Supplied material —
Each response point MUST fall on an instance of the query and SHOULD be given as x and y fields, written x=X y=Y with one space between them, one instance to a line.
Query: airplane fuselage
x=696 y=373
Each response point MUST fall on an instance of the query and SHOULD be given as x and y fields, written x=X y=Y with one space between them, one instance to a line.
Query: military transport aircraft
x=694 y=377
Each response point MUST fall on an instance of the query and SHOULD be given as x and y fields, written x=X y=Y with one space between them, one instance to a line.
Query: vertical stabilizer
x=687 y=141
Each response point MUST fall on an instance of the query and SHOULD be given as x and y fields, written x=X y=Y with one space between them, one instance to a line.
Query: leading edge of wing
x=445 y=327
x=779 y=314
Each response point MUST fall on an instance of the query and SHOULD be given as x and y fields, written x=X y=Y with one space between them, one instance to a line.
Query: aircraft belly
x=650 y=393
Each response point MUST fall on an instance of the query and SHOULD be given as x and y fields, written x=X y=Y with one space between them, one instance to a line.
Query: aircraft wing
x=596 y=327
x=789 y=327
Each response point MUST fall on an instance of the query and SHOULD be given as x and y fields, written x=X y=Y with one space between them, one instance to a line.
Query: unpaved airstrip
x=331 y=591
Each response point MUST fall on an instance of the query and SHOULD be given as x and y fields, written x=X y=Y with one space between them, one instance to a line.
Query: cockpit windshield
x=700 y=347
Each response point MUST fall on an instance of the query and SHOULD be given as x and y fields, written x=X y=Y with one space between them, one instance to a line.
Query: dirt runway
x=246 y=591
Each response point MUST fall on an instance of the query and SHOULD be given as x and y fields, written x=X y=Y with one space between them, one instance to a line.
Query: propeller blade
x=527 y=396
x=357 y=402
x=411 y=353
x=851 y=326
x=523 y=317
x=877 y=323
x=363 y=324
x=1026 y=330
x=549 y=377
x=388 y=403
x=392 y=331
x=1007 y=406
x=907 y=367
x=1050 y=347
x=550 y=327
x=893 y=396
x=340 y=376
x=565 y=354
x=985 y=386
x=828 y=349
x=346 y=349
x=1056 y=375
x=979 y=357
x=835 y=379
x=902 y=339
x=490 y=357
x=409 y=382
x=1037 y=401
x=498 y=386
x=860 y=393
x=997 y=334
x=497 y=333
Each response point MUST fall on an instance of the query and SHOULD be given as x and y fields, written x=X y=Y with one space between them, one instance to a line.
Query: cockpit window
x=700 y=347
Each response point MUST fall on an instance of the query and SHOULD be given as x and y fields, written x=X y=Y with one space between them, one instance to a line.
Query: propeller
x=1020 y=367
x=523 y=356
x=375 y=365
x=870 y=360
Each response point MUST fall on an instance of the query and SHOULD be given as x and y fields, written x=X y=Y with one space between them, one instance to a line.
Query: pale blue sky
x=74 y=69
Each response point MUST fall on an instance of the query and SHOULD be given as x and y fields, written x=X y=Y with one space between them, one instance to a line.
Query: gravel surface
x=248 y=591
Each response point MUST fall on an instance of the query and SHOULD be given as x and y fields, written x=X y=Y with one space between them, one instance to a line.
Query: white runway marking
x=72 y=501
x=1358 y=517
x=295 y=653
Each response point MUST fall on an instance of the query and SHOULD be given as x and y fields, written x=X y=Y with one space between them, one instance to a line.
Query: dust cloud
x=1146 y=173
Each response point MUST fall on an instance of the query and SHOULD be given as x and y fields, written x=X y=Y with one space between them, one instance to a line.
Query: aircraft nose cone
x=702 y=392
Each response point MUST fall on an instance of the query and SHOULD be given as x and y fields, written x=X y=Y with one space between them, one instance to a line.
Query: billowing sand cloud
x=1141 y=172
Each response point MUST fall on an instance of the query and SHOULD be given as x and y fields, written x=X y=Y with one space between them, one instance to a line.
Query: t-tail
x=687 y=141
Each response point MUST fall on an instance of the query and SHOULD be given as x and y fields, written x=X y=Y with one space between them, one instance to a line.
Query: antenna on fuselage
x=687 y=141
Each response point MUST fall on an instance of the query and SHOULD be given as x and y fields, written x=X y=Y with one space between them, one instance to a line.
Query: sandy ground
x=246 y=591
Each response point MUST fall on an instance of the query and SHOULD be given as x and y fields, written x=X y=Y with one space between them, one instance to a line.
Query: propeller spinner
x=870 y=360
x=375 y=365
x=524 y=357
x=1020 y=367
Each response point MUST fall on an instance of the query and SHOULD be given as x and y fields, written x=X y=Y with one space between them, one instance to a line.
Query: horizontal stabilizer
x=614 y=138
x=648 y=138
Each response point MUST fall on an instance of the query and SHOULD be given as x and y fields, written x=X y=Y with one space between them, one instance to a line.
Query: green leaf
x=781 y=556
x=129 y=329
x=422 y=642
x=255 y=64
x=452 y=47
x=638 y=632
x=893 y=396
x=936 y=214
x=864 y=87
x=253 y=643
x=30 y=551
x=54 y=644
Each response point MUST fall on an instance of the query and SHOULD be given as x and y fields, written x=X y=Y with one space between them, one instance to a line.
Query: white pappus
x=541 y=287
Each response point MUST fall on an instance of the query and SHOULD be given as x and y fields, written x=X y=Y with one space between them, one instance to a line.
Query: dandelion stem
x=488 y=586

What you will do — An exact transcription of the entries is needed, complete to the final line.

Solution to this exercise —
Each response point MUST fall on an instance of the query and SHOULD be given as x and y fields, written x=X y=Y with one space between them, one instance to a line.
Query: airplane fuselage
x=696 y=373
Each response point MUST fall on an instance of the query and SHOULD be given as x and y fields, written x=X y=Y with one space between them, one instance to a line.
Query: military transport aircraft
x=694 y=377
Each response point MUST fall on an instance of the query and SHOULD be given as x and y fields, written x=X y=Y with one space between them, one instance to a line.
Query: vertical stabilizer
x=687 y=141
Each response point MUST fall on an instance of the query and SHOULD be given as x and y fields, written x=X y=Y with one space between them, one instance to a line.
Query: leading edge of wing
x=445 y=327
x=779 y=314
Each response point MUST fall on an instance of the query and SHOULD be given as x and y fields, written x=X y=Y with one space between them, one instance to a line.
Query: aircraft belly
x=650 y=393
Each response point MUST fall on an instance of the query and SHOULD be given as x and y fields, written x=X y=Y with one space between them, one instance to a line.
Query: aircraft wing
x=596 y=327
x=789 y=327
Each response point MUST fall on an instance of the query and SHOULD be given as x and y fields, written x=X y=Y with one space between them, one instance to a line.
Query: unpaved airstrip
x=331 y=591
Each response point MUST fall on an instance of the query and SHOULD be given as x and y fields, written x=X y=Y with one space between them, one instance to a line.
Query: cockpit windshield
x=700 y=347
Each response point MUST fall on an instance of the query and SHOULD be given as x and y fields, written x=X y=Y with one space between them, one instance to a line.
Query: dirt runway
x=246 y=591
Each response point MUST fall on an instance of the query and SHOULD be given as x and y fields, written x=X y=Y with one space between them, one instance to a line.
Query: propeller blade
x=527 y=396
x=357 y=402
x=411 y=353
x=851 y=326
x=523 y=317
x=877 y=323
x=363 y=324
x=1026 y=330
x=549 y=377
x=388 y=403
x=392 y=331
x=1007 y=406
x=907 y=367
x=1050 y=347
x=550 y=327
x=893 y=396
x=340 y=376
x=565 y=354
x=985 y=386
x=828 y=349
x=346 y=349
x=1056 y=375
x=979 y=357
x=835 y=379
x=902 y=339
x=490 y=357
x=409 y=382
x=1037 y=401
x=498 y=386
x=860 y=393
x=997 y=334
x=497 y=333
Each response point MUST fall on an instance of the query and SHOULD be given as x and y fields, written x=X y=Y with one space between them, one instance to a line.
Query: cockpit window
x=700 y=347
Each response point MUST fall on an instance of the query and SHOULD be given as x and y fields, written x=X y=Y with one space between them, one instance to a line.
Query: propeller
x=1020 y=367
x=523 y=356
x=375 y=365
x=870 y=360
Each response point MUST fall on an instance of the query and SHOULD be given as x and y fields, written x=X y=Y with one space between them, one instance to a line.
Query: pale blue sky
x=74 y=69
Each response point MUST fall on an instance of the query and SHOULD be given as x and y fields, written x=X y=Y with one space between them, one instance to a line.
Query: gravel surface
x=248 y=591
Each response point MUST fall on an instance of the query and SHOULD be given as x and y fields, written x=X y=Y with one space between them, one instance to a line.
Query: white runway marking
x=72 y=501
x=1358 y=517
x=295 y=653
Each response point MUST fall on an instance of the query and SHOULD be given as x and y fields, written x=X y=Y with one space between them, one instance to a line.
Query: dust cloud
x=1146 y=173
Each response point MUST fall on an instance of the query and SHOULD be given as x and y fields, written x=X y=Y with one space between them, one instance to a line.
Query: aircraft nose cone
x=702 y=392
Each response point MUST fall on an instance of the query and SHOULD be given as x and y fields, written x=X y=Y with one space between them, one instance to a line.
Query: billowing sand cloud
x=1141 y=172
Each response point MUST fall on an instance of the query and SHOULD be given as x and y fields, written x=X y=Y with one space between them, one instance to a line.
Query: t-tail
x=687 y=141
Each response point MUST fall on an instance of the query and SHOULD be given as x and y fields, written x=X y=Y with one space between them, one instance to a line.
Query: antenna on fuselage
x=687 y=141
Each response point MUST fall on an instance of the query and SHOULD be given as x and y fields, written x=X y=Y with one space between them, one instance to a line.
Query: sandy ground
x=246 y=591
Each response point MUST fall on an instance of the query and SHOULD be given as x and y fields, written x=X y=Y with one space between them, one instance to a line.
Query: propeller spinner
x=870 y=360
x=375 y=365
x=524 y=357
x=1020 y=367
Each response point MUST fall on an instance of the query and SHOULD be given as x and y fields, written x=X y=Y with one space between them, one instance to a line.
Query: horizontal stabilizer
x=614 y=138
x=648 y=138
Each response point MUST fall on an instance of the query and SHOULD be given as x and y fields, written x=X y=Y with one space between them, one instance to a line.
Query: green leaf
x=781 y=556
x=129 y=329
x=422 y=642
x=255 y=64
x=452 y=47
x=638 y=632
x=893 y=396
x=936 y=214
x=864 y=87
x=253 y=643
x=30 y=551
x=54 y=644
Each response point MUST fall on an instance of the query and SHOULD be given as x and y fields, written x=X y=Y with one space between them, one instance to a line.
Query: white pappus
x=541 y=287
Each response point MUST fall on an instance of the query and SHOULD be given as x and y fields, written x=X y=Y with one space between them, one instance to a line.
Query: dandelion stem
x=488 y=586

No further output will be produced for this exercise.